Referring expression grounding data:
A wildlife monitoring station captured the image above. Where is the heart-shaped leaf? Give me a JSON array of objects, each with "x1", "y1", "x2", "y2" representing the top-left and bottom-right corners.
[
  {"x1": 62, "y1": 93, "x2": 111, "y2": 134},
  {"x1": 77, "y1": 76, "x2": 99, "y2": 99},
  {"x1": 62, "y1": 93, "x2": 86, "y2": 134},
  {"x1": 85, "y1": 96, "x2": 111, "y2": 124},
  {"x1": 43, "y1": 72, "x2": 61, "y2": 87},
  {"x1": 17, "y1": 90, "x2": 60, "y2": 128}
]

How to complete this task -
Your answer should be every entry above, repeated exactly.

Response to the exercise -
A wildlife monitoring station captured the image above. Where is the heart-shaped leaf? Give me a JSON array of objects, each with "x1", "y1", "x2", "y2" representing the top-left and bottom-right corners.
[
  {"x1": 62, "y1": 93, "x2": 111, "y2": 134},
  {"x1": 77, "y1": 76, "x2": 99, "y2": 99},
  {"x1": 62, "y1": 93, "x2": 86, "y2": 134},
  {"x1": 85, "y1": 96, "x2": 111, "y2": 124},
  {"x1": 43, "y1": 72, "x2": 61, "y2": 87},
  {"x1": 17, "y1": 90, "x2": 60, "y2": 128}
]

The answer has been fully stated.